Will you transcribe the entries that follow, exactly and in full?

Saved data entries:
## begin

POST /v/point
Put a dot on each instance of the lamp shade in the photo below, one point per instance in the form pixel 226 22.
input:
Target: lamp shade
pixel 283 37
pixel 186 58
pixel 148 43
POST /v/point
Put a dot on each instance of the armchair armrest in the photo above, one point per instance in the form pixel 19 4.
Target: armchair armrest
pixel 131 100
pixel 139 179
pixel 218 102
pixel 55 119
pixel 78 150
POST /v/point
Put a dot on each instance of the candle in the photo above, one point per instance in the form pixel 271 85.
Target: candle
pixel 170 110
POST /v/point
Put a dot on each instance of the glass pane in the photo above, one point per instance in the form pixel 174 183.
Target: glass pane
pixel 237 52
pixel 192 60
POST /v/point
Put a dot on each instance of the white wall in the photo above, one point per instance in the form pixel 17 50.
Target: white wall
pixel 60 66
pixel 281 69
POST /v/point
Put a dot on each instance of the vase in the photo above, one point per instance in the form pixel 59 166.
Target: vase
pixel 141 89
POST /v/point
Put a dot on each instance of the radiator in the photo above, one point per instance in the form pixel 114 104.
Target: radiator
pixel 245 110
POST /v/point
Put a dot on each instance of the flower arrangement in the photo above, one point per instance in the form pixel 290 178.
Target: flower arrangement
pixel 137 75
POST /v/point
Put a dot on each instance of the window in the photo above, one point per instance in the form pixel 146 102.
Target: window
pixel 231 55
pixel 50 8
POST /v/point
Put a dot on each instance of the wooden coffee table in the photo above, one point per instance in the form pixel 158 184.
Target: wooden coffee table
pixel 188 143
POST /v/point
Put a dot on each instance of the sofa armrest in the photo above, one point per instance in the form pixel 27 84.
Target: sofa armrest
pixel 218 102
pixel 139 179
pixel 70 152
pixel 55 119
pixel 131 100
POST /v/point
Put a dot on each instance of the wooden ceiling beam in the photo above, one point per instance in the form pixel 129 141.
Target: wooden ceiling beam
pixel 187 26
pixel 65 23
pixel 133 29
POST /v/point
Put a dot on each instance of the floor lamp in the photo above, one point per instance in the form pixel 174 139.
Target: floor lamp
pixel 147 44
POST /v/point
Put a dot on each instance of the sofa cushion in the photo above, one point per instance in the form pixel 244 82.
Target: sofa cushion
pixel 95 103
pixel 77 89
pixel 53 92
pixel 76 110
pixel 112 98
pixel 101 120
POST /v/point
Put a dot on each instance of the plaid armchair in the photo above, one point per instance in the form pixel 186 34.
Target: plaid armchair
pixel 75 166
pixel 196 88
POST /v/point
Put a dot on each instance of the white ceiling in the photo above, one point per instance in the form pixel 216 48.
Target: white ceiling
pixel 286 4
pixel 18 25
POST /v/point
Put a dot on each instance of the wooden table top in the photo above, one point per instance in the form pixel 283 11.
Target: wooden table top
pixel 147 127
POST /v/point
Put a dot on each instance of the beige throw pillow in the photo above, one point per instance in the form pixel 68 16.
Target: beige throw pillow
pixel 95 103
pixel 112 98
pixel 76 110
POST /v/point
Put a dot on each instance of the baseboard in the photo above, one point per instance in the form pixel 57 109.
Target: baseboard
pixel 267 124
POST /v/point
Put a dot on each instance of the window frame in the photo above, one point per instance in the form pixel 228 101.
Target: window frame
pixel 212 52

## end

Final result:
POST /v/point
Put a dot on each instance of the lamp shade in the photo below, one point per instance in the form pixel 226 22.
input:
Target: lamp shade
pixel 283 37
pixel 186 58
pixel 148 43
POST /v/point
Put a dot on each instance of the armchair armrest in the photo above, one point per instance in the form pixel 19 4.
Target: armchair armrest
pixel 131 100
pixel 139 179
pixel 218 102
pixel 55 119
pixel 78 150
POST /v/point
Put a dot on each instance of the candle in the photo above, one point per instance in the form pixel 271 85.
Target: candle
pixel 170 110
POST /v/point
Put a dot on each instance of the glass pane in the photo above, one point per instance in the form pixel 174 183.
Target: glass pane
pixel 237 52
pixel 192 60
POST /v/point
Put a dot on each instance of the white wall in the photo above, one point per instance in the form pixel 17 50.
Target: white wall
pixel 60 66
pixel 281 69
POST /v/point
Put a dot on each instance of the vase in the photo above, one point per instance in the form pixel 59 166.
Target: vase
pixel 141 89
POST /v/point
Put a dot on each instance of the radiator in the photo above, one point per instance in the form pixel 114 104.
Target: radiator
pixel 245 110
POST /v/point
Put a dot on each instance of the flower arrangement in the photo above, one point per instance in the form pixel 290 178.
Target: flower arrangement
pixel 137 75
POST /v/point
Put a dot on each instance of the window in the photo above, one point per instance in the form pixel 146 102.
Target: window
pixel 231 55
pixel 50 8
POST /v/point
Put a dot on each instance of the wooden coffee table in the photo above, one point per instance in the form pixel 158 184.
Target: wooden coffee table
pixel 188 143
POST /v/point
Put a dot on each instance of the sofa armrest in the photo above, one point per instance in the form pixel 27 84.
Target: sofa armrest
pixel 218 102
pixel 139 179
pixel 70 152
pixel 55 119
pixel 131 100
POST /v/point
Put a dot on each instance of the wooden ceiling beam in the photo above, one point per instance in the form pixel 129 141.
Target: wooden ceiling beam
pixel 187 26
pixel 65 23
pixel 133 29
POST /v/point
Put a dot on each instance of the floor lamp in the photo above, one point per instance in the form pixel 174 139.
Target: floor lamp
pixel 147 44
POST /v/point
Put a dot on each instance of the sofa cushion in the photo above, one point per instance in the form pixel 244 82.
Target: sofa cushion
pixel 95 103
pixel 77 89
pixel 53 92
pixel 76 110
pixel 112 98
pixel 101 120
POST /v/point
Put a dot on each instance of the plaid armchair in the photo above, one point per instance in the form pixel 186 34.
Target: plaid armchair
pixel 75 166
pixel 196 88
POST /v/point
Put a dot on each instance of the white ceiling in the photo above, one point per instance in the form pixel 216 48.
Target: white ceiling
pixel 286 4
pixel 18 25
POST /v/point
Put a dot on each instance of the wooden table top in the photo above, one point per instance in the form pixel 283 11.
Target: wooden table top
pixel 147 127
POST /v/point
Put a dot on each instance of the beige throw pillow in the photo above, one point per instance in the form pixel 68 16.
Target: beige throw pillow
pixel 95 103
pixel 112 98
pixel 76 110
POST /v/point
Put a dot on each instance of the baseboard in the photo above, one point per instance in the form pixel 57 109.
Target: baseboard
pixel 267 124
POST /v/point
Put a dot on each instance of the window frame in the photo above, one point per instance in the form pixel 228 101.
Target: window frame
pixel 212 52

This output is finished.